TASK INSTRUCTIONS
Please identify every line in the records below that contains the word "trace" and copy each one in full. Matching is case-sensitive.

-------- DATA FOR THIS TASK --------

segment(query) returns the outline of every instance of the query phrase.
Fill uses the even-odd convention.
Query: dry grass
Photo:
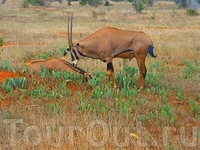
[[[171,90],[168,100],[173,106],[173,112],[176,113],[176,123],[169,128],[169,143],[163,143],[164,125],[166,120],[148,120],[144,124],[145,131],[137,132],[138,114],[146,115],[148,112],[159,111],[158,105],[162,105],[162,97],[157,94],[147,94],[144,91],[139,94],[137,100],[144,97],[148,99],[148,105],[142,107],[133,104],[130,114],[122,114],[119,110],[109,111],[108,113],[95,113],[76,111],[78,105],[78,94],[66,96],[61,100],[35,99],[28,104],[24,100],[19,101],[19,91],[15,91],[12,96],[10,105],[0,108],[0,150],[4,149],[198,149],[200,142],[197,141],[195,146],[187,147],[180,141],[179,129],[181,126],[199,127],[199,118],[196,119],[188,107],[189,98],[196,100],[196,94],[200,92],[199,72],[195,73],[190,81],[180,78],[185,68],[184,60],[188,59],[192,63],[194,60],[200,60],[200,16],[190,17],[186,15],[186,10],[178,9],[173,2],[155,2],[153,7],[146,8],[142,14],[136,14],[133,7],[128,2],[114,3],[113,6],[92,8],[90,6],[80,7],[78,3],[73,2],[72,6],[67,3],[52,3],[50,7],[30,6],[27,9],[21,8],[19,4],[11,5],[12,0],[7,0],[5,5],[0,4],[0,37],[4,40],[3,50],[0,51],[0,62],[9,61],[13,67],[18,67],[24,61],[36,59],[41,53],[49,54],[54,51],[54,57],[62,57],[59,54],[60,48],[66,48],[67,44],[67,13],[74,13],[73,22],[73,40],[80,40],[99,28],[105,26],[114,26],[120,29],[141,30],[147,33],[154,41],[155,53],[158,57],[147,58],[147,67],[150,68],[155,62],[160,63],[160,67],[167,68],[163,71],[164,76],[159,81],[164,87],[171,85],[182,87],[187,99],[185,101],[176,100],[176,91]],[[19,1],[15,1],[19,2]],[[93,18],[92,12],[97,13],[97,18]],[[68,60],[70,57],[67,56]],[[123,64],[137,67],[135,60],[123,61],[115,60],[114,67],[116,72],[120,72]],[[90,72],[97,70],[104,71],[106,65],[99,60],[84,59],[79,65]],[[153,70],[154,71],[154,70]],[[153,72],[151,71],[151,72]],[[147,85],[151,88],[151,85]],[[84,93],[84,87],[76,85],[79,93]],[[86,89],[87,91],[88,89]],[[90,93],[90,91],[87,91]],[[0,93],[1,94],[1,93]],[[6,98],[5,97],[5,98]],[[84,99],[90,99],[89,94],[85,94]],[[120,101],[116,98],[105,98],[104,104],[115,107],[115,102]],[[196,100],[197,101],[197,100]],[[60,102],[62,112],[56,114],[53,111],[46,111],[48,104]],[[199,100],[197,101],[199,104]],[[112,108],[112,107],[111,107]],[[17,124],[15,134],[15,145],[10,143],[10,125],[3,123],[3,119],[23,119],[23,123]],[[89,127],[95,119],[101,119],[105,122],[95,122],[96,126],[92,128],[94,139],[87,138],[91,134]],[[99,121],[99,120],[98,120]],[[5,122],[5,120],[4,120]],[[102,125],[105,133],[109,134],[106,143],[98,143],[100,146],[92,146],[92,141],[102,141],[105,134],[102,132]],[[47,138],[48,127],[50,126],[52,141]],[[31,127],[33,132],[29,132],[29,142],[38,143],[31,146],[26,143],[26,137],[23,138],[25,130]],[[36,127],[36,128],[35,128]],[[60,127],[60,135],[59,135]],[[116,128],[118,127],[118,128]],[[124,130],[128,128],[128,131]],[[74,137],[69,136],[69,131],[74,131]],[[118,129],[117,131],[115,129]],[[75,129],[74,129],[75,130]],[[103,131],[104,131],[103,130]],[[38,131],[39,134],[34,133]],[[116,132],[115,132],[116,131]],[[138,139],[130,137],[130,133],[136,133]],[[187,130],[187,138],[191,139],[191,129]],[[198,133],[200,133],[198,128]],[[63,134],[63,135],[62,135]],[[62,136],[61,136],[62,135]],[[126,136],[125,136],[126,135]],[[58,138],[61,137],[60,143]],[[117,137],[117,142],[116,142]],[[125,139],[127,137],[127,139]],[[200,139],[200,138],[199,138]],[[199,140],[198,139],[198,140]],[[125,142],[128,140],[128,146]],[[142,141],[140,141],[142,140]],[[124,143],[125,147],[120,148],[119,143]],[[56,145],[55,143],[58,143]],[[188,142],[191,143],[191,142]],[[97,144],[97,143],[96,143]],[[101,145],[102,144],[102,145]],[[166,146],[164,145],[166,144]]]

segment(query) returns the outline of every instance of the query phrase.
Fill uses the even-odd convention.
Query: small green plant
[[[0,47],[3,46],[3,38],[0,38]]]
[[[60,102],[54,102],[50,103],[46,106],[46,111],[53,111],[55,114],[60,114],[62,109],[61,109],[61,103]]]
[[[136,12],[142,13],[142,10],[144,9],[145,5],[145,0],[134,0],[134,1],[135,1],[134,8]]]
[[[72,0],[67,0],[68,6],[71,6],[71,2],[72,2]]]
[[[198,16],[199,13],[195,9],[186,9],[186,14],[189,16]]]
[[[80,5],[86,5],[86,4],[87,4],[87,0],[81,0],[81,1],[79,2],[79,4],[80,4]]]
[[[23,8],[28,8],[28,1],[27,0],[23,0],[22,7]]]
[[[10,64],[9,61],[3,61],[1,64],[0,64],[0,69],[4,70],[4,71],[12,71],[13,68]]]
[[[171,124],[175,123],[175,118],[170,105],[163,105],[161,110],[161,116],[165,120],[169,120]],[[166,124],[165,124],[166,125]]]
[[[92,17],[97,18],[97,12],[96,11],[92,11]]]
[[[110,2],[108,0],[105,1],[104,6],[110,6]]]
[[[3,80],[2,89],[7,93],[12,93],[12,90],[16,88],[26,89],[26,84],[26,78],[8,78]]]
[[[195,116],[200,115],[200,106],[194,101],[194,99],[190,99],[190,110]]]
[[[197,100],[200,100],[200,92],[197,93]]]
[[[182,88],[179,86],[177,94],[176,94],[176,99],[177,100],[183,100],[184,98],[185,98],[185,96],[184,96],[184,94],[182,92]]]

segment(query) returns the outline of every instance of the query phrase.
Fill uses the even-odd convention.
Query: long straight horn
[[[68,14],[68,44],[69,44],[69,47],[72,46],[72,21],[73,21],[73,13],[71,14],[71,17]]]
[[[68,14],[67,34],[68,34],[68,45],[70,47],[71,46],[70,45],[71,44],[71,42],[70,42],[71,37],[70,37],[70,31],[69,31],[69,22],[70,22],[70,17],[69,17],[69,14]]]
[[[72,46],[72,25],[73,25],[73,13],[71,14],[71,28],[70,28],[71,46]]]

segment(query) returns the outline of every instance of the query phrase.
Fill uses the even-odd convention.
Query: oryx
[[[114,27],[105,27],[87,38],[72,43],[72,18],[68,16],[68,42],[69,48],[66,50],[71,53],[72,63],[77,65],[80,56],[100,59],[107,63],[107,75],[112,77],[113,85],[116,87],[114,77],[113,58],[124,58],[131,60],[136,58],[140,76],[137,82],[137,88],[144,87],[144,80],[147,73],[145,59],[149,53],[153,53],[153,41],[144,32],[120,30]],[[71,26],[71,28],[69,27]],[[69,31],[70,28],[70,31]]]

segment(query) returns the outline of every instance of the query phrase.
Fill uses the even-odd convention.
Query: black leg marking
[[[142,76],[143,76],[144,79],[146,77],[146,74],[147,74],[147,71],[145,71],[145,72],[142,73]]]
[[[111,70],[112,72],[114,72],[114,67],[113,67],[113,64],[111,62],[109,62],[107,64],[107,70]]]

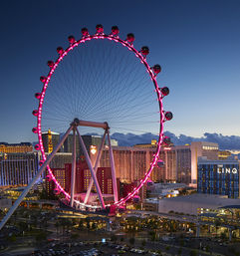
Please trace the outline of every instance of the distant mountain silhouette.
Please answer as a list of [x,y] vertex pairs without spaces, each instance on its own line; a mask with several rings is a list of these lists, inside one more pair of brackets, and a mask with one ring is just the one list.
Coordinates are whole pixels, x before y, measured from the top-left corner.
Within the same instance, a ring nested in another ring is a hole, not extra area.
[[[170,131],[165,131],[164,134],[166,136],[169,136],[171,141],[175,145],[183,145],[187,143],[190,144],[192,141],[208,141],[218,143],[220,149],[240,149],[240,136],[237,135],[223,135],[221,133],[205,132],[201,137],[193,137],[185,134],[180,134],[179,136],[176,136]],[[150,143],[151,139],[157,139],[157,135],[150,132],[142,134],[124,134],[115,132],[111,135],[111,137],[118,140],[119,145],[122,146],[131,146],[138,143]]]

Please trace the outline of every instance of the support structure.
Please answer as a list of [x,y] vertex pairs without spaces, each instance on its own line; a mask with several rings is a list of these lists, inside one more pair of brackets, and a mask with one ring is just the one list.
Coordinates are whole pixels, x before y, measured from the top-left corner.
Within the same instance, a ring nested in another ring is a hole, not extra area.
[[71,130],[73,129],[73,126],[71,125],[71,127],[68,128],[68,130],[66,131],[66,133],[63,135],[63,137],[60,139],[59,143],[57,144],[57,146],[54,148],[53,152],[51,154],[48,155],[47,159],[45,160],[45,162],[43,163],[43,165],[40,167],[40,169],[38,170],[38,172],[36,173],[36,175],[34,176],[34,178],[31,180],[31,182],[26,186],[26,188],[23,190],[22,194],[18,197],[18,199],[15,201],[15,203],[13,204],[13,206],[9,209],[8,213],[4,216],[4,218],[2,219],[1,223],[0,223],[0,230],[2,229],[2,227],[5,225],[5,223],[8,221],[8,219],[12,216],[12,214],[14,213],[14,211],[17,209],[18,205],[22,202],[22,200],[24,199],[24,197],[27,195],[27,193],[29,192],[29,190],[32,188],[32,186],[35,184],[35,182],[39,179],[39,177],[41,176],[41,174],[43,173],[43,171],[46,169],[47,165],[50,163],[50,161],[53,159],[54,155],[57,153],[57,151],[60,149],[61,145],[64,143],[64,141],[66,140],[67,136],[69,135],[69,133],[71,132]]
[[111,144],[111,138],[110,138],[110,130],[107,129],[107,135],[109,140],[109,146],[110,146],[110,162],[111,162],[111,169],[112,169],[112,179],[113,179],[113,187],[114,187],[114,194],[115,194],[115,202],[118,202],[119,195],[118,195],[118,187],[117,187],[117,179],[116,179],[116,169],[115,169],[115,159],[114,159],[114,152]]
[[87,164],[88,164],[88,166],[89,166],[89,168],[90,168],[91,175],[92,175],[92,177],[93,177],[93,179],[94,179],[94,183],[95,183],[95,186],[96,186],[96,189],[97,189],[97,193],[98,193],[98,195],[99,195],[100,203],[101,203],[101,205],[102,205],[102,208],[105,209],[105,202],[104,202],[104,198],[103,198],[103,195],[102,195],[102,191],[101,191],[101,189],[100,189],[100,184],[99,184],[99,182],[98,182],[98,179],[97,179],[97,176],[96,176],[94,167],[93,167],[93,165],[92,165],[92,162],[91,162],[89,153],[88,153],[88,151],[87,151],[86,145],[85,145],[85,143],[84,143],[84,140],[83,140],[83,138],[82,138],[82,136],[81,136],[81,134],[80,134],[78,128],[77,128],[77,133],[78,133],[78,136],[79,136],[80,144],[81,144],[82,149],[83,149],[84,154],[85,154],[85,158],[86,158]]
[[[96,162],[95,162],[95,173],[96,174],[97,174],[98,167],[100,165],[100,159],[101,159],[101,155],[102,155],[102,152],[103,152],[103,149],[104,149],[104,145],[105,145],[106,133],[107,133],[107,131],[105,130],[105,134],[103,136],[103,139],[102,139],[102,142],[101,142],[101,146],[100,146],[100,149],[98,151],[97,159],[96,159]],[[88,200],[89,200],[89,196],[90,196],[93,184],[94,184],[94,179],[93,179],[93,177],[91,177],[90,184],[89,184],[86,196],[85,196],[84,203],[87,203]]]
[[[105,134],[104,134],[104,137],[103,137],[103,140],[102,140],[102,143],[101,143],[100,150],[99,150],[98,155],[97,155],[97,159],[96,159],[96,162],[95,162],[95,167],[93,167],[93,164],[91,162],[90,155],[89,155],[89,153],[87,151],[87,148],[86,148],[86,145],[84,143],[84,140],[83,140],[83,138],[82,138],[82,136],[81,136],[81,134],[80,134],[80,132],[78,130],[78,126],[81,126],[81,127],[92,127],[92,128],[102,128],[105,129]],[[0,222],[0,230],[5,225],[5,223],[8,221],[8,219],[11,217],[11,215],[14,213],[14,211],[16,210],[18,205],[22,202],[22,200],[27,195],[27,193],[32,188],[32,186],[35,184],[35,182],[39,179],[39,177],[41,176],[43,171],[46,169],[48,164],[51,162],[51,160],[53,159],[55,154],[58,152],[58,150],[60,149],[60,147],[62,146],[62,144],[64,143],[64,141],[66,140],[66,138],[68,137],[68,135],[70,134],[72,129],[73,129],[73,156],[72,156],[72,174],[71,174],[72,178],[71,178],[71,198],[70,198],[70,205],[71,205],[71,207],[74,206],[74,201],[75,201],[74,200],[74,196],[75,196],[75,180],[76,180],[76,132],[77,132],[77,134],[79,136],[80,144],[82,146],[82,149],[83,149],[85,157],[86,157],[86,161],[88,163],[88,166],[89,166],[91,174],[92,174],[91,184],[89,186],[89,189],[88,189],[88,192],[86,194],[84,202],[85,203],[88,202],[89,195],[90,195],[90,192],[91,192],[91,188],[93,186],[93,183],[95,183],[96,189],[97,189],[97,193],[99,195],[100,203],[102,205],[102,208],[105,209],[105,202],[104,202],[102,191],[100,189],[100,185],[99,185],[99,182],[98,182],[98,179],[97,179],[97,176],[96,176],[96,172],[97,172],[97,169],[98,169],[98,167],[100,165],[100,159],[101,159],[101,155],[102,155],[102,152],[103,152],[103,149],[104,149],[106,135],[108,135],[108,139],[109,139],[110,160],[111,160],[111,166],[112,166],[112,178],[113,178],[115,202],[118,201],[118,187],[117,187],[117,180],[116,180],[114,153],[113,153],[113,149],[112,149],[112,145],[111,145],[111,138],[110,138],[110,131],[109,131],[110,128],[109,128],[108,123],[96,123],[96,122],[89,122],[89,121],[80,121],[78,119],[75,119],[74,122],[70,125],[70,128],[68,128],[68,130],[65,132],[65,134],[60,139],[60,141],[57,144],[57,146],[52,151],[52,153],[48,155],[48,157],[44,161],[43,165],[39,168],[39,170],[37,171],[37,173],[34,176],[34,178],[27,185],[27,187],[24,189],[22,194],[15,201],[13,206],[9,209],[9,211],[5,215],[5,217],[2,219],[2,221]]]
[[74,206],[75,180],[76,180],[76,127],[73,128],[73,155],[72,155],[72,173],[71,173],[71,198],[70,198],[71,207]]

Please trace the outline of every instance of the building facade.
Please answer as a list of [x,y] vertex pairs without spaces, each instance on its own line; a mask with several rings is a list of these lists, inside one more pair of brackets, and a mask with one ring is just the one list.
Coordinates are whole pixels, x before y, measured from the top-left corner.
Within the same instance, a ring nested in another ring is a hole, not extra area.
[[197,159],[206,156],[209,160],[218,159],[218,144],[207,141],[193,141],[191,150],[191,186],[197,186]]
[[50,153],[53,151],[53,148],[55,148],[56,145],[58,144],[59,139],[60,139],[60,133],[51,131],[49,129],[47,131],[42,132],[42,139],[43,139],[43,145],[44,145],[45,152]]
[[30,142],[21,142],[21,143],[7,143],[0,142],[0,153],[17,153],[17,152],[32,152],[33,145]]
[[27,185],[39,166],[38,152],[0,155],[0,186]]
[[197,191],[199,193],[239,197],[239,162],[199,158]]

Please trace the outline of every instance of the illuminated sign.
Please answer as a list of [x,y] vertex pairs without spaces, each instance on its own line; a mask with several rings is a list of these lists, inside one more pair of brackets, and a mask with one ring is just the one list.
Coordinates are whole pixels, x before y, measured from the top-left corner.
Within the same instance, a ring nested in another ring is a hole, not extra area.
[[236,174],[238,173],[238,170],[237,168],[223,168],[221,165],[218,165],[217,167],[217,173],[233,173],[233,174]]

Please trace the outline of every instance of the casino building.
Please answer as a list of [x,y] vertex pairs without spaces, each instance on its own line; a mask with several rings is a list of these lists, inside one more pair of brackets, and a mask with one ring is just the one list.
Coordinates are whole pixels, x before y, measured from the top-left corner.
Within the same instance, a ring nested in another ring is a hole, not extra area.
[[239,198],[239,161],[198,158],[197,191]]

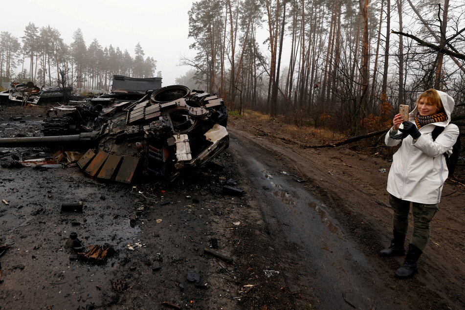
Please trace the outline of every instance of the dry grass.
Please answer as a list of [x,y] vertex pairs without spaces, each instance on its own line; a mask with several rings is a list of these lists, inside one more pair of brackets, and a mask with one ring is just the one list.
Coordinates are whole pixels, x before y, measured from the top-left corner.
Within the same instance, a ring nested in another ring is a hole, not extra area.
[[[297,126],[285,122],[282,117],[271,120],[269,115],[252,110],[245,110],[242,115],[232,113],[229,115],[231,120],[245,122],[250,126],[277,135],[287,136],[302,143],[311,144],[325,143],[341,140],[345,134],[325,128],[315,128],[311,126]],[[318,140],[318,141],[315,141]],[[315,143],[317,142],[317,143]]]

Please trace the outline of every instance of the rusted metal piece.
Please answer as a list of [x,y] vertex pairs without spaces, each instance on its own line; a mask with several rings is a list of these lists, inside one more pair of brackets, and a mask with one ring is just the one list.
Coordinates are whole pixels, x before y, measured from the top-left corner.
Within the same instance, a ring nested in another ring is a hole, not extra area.
[[221,191],[223,194],[238,197],[241,197],[245,194],[245,191],[243,189],[230,186],[229,185],[223,186],[222,189],[221,189]]
[[81,159],[81,157],[82,157],[82,155],[79,152],[71,151],[65,152],[65,155],[66,156],[66,159],[68,163],[72,163],[78,161]]
[[117,280],[113,282],[113,288],[117,292],[121,293],[126,288],[126,283],[122,280]]
[[203,252],[204,253],[209,254],[211,255],[213,255],[216,257],[218,257],[220,259],[224,261],[225,262],[230,264],[232,264],[233,259],[231,257],[229,257],[229,256],[226,256],[226,255],[220,254],[219,253],[217,253],[215,251],[212,251],[212,250],[210,250],[210,249],[206,247],[203,249]]
[[[22,167],[34,167],[35,166],[47,166],[49,165],[57,165],[58,163],[53,158],[34,158],[25,159],[24,160],[13,161]],[[60,165],[59,167],[61,167]]]
[[87,165],[90,162],[95,156],[95,153],[91,149],[89,149],[81,158],[78,160],[78,166],[81,169],[84,169],[87,167]]
[[128,183],[132,182],[138,164],[139,158],[137,157],[125,156],[115,180]]
[[111,180],[114,178],[115,174],[118,171],[119,164],[123,159],[122,156],[109,155],[105,163],[100,170],[97,178]]
[[103,151],[98,152],[89,166],[87,166],[86,173],[91,177],[96,176],[108,157],[108,154],[107,153]]
[[89,251],[87,252],[78,253],[78,254],[85,259],[96,262],[105,261],[110,250],[109,245],[89,245],[87,248]]

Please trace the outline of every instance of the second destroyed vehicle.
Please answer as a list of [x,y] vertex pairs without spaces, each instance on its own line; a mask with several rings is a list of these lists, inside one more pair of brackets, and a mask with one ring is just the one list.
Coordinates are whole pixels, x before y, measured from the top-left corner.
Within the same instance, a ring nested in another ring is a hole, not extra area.
[[79,107],[45,120],[44,136],[0,139],[0,147],[87,147],[77,163],[92,177],[124,183],[139,177],[174,179],[228,147],[227,122],[222,99],[175,85],[135,102]]

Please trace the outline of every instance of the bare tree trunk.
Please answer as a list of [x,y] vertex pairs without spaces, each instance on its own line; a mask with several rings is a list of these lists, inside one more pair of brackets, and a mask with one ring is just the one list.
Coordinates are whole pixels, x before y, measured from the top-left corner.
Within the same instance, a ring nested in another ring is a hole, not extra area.
[[373,80],[372,81],[371,96],[375,95],[375,87],[376,85],[376,76],[378,75],[378,57],[379,55],[379,43],[381,41],[381,26],[383,23],[383,7],[384,0],[381,1],[381,11],[379,13],[379,24],[378,26],[378,38],[376,44],[376,52],[375,53],[375,66],[373,68]]
[[[417,9],[416,7],[415,7],[415,6],[414,5],[413,3],[412,3],[412,0],[407,0],[407,1],[408,2],[409,4],[410,5],[410,7],[412,8],[412,9],[413,10],[413,11],[415,12],[416,14],[417,14],[417,16],[418,17],[418,18],[420,20],[420,21],[421,21],[421,23],[429,31],[430,34],[434,38],[437,42],[440,43],[441,38],[438,37],[436,34],[435,33],[434,31],[433,31],[433,29],[432,29],[431,27],[429,26],[429,25],[428,24],[428,23],[423,19],[423,17],[421,16],[421,13],[418,11],[418,10]],[[447,10],[448,10],[448,4],[449,1],[447,1]],[[460,68],[461,70],[462,70],[462,71],[465,72],[465,66],[461,64],[460,62],[457,60],[457,58],[453,56],[451,56],[450,59],[452,59],[454,63],[455,63],[455,64],[457,65],[457,66]]]
[[391,34],[391,0],[386,0],[386,44],[384,47],[384,70],[383,71],[383,84],[381,93],[387,100],[387,74],[389,66],[389,39]]
[[236,38],[234,36],[234,20],[232,18],[232,7],[231,6],[231,0],[227,0],[227,4],[229,7],[229,24],[230,25],[230,33],[229,34],[231,40],[231,76],[229,77],[229,93],[231,94],[231,100],[233,101],[236,97],[236,86],[234,85],[234,77],[236,76],[235,66],[234,63],[234,52],[236,48]]
[[[445,43],[445,29],[447,26],[447,14],[448,12],[449,0],[444,0],[444,7],[443,9],[443,20],[442,22],[441,22],[441,41],[439,43],[441,48],[444,47],[444,44]],[[443,72],[443,53],[441,52],[438,53],[436,75],[434,78],[434,88],[436,89],[441,89],[441,81]]]
[[363,19],[363,44],[362,48],[362,66],[360,70],[361,74],[361,111],[358,114],[359,117],[365,113],[367,106],[368,88],[368,62],[370,58],[369,50],[368,48],[368,3],[369,0],[359,0],[360,11],[362,12],[362,17]]
[[[403,0],[397,0],[397,10],[399,16],[399,29],[403,31],[403,25],[402,22],[402,6]],[[403,37],[399,37],[399,104],[404,104],[404,49]]]

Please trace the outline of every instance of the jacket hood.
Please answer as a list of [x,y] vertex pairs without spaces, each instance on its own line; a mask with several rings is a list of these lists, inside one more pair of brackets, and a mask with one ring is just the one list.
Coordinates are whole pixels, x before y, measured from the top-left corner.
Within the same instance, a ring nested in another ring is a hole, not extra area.
[[[445,127],[450,122],[451,115],[452,115],[452,111],[454,111],[455,101],[454,100],[454,98],[443,91],[441,91],[441,90],[436,90],[436,91],[439,94],[439,97],[441,98],[441,102],[444,107],[444,111],[447,117],[445,121],[433,123],[433,124],[436,125]],[[415,119],[415,112],[416,111],[417,109],[416,108],[413,109],[413,111],[409,113],[409,120]]]

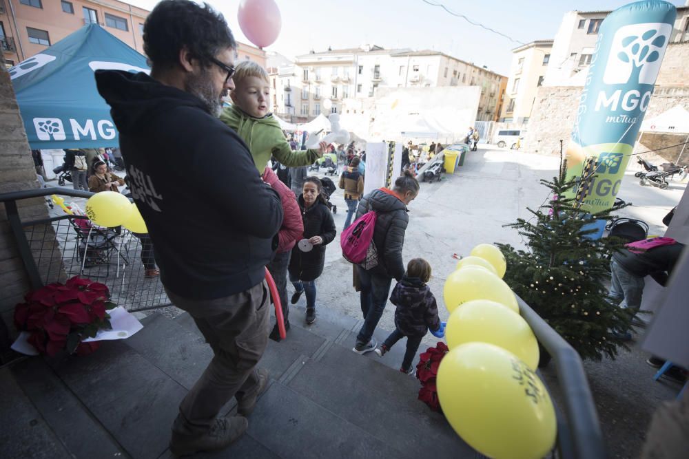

--------

RIGHT ANSWER
Please trace the outline of every instance of the distant mountain silhouette.
Please trace the outline of every instance of the support structure.
Please trace the outline of every instance of the building facade.
Please trace the outline of every instance of the illuminated sign.
Please trace the outline of every instance of the casino building.
Please trace the outline of every instance of the dry grass.
Please trace the outline of every instance of the rusted metal piece.
Please trace the outline of every instance of the second destroyed vehicle.
Please trace the outline of every instance of the bare tree trunk.
Please trace the outline of every instance of the jacket hood.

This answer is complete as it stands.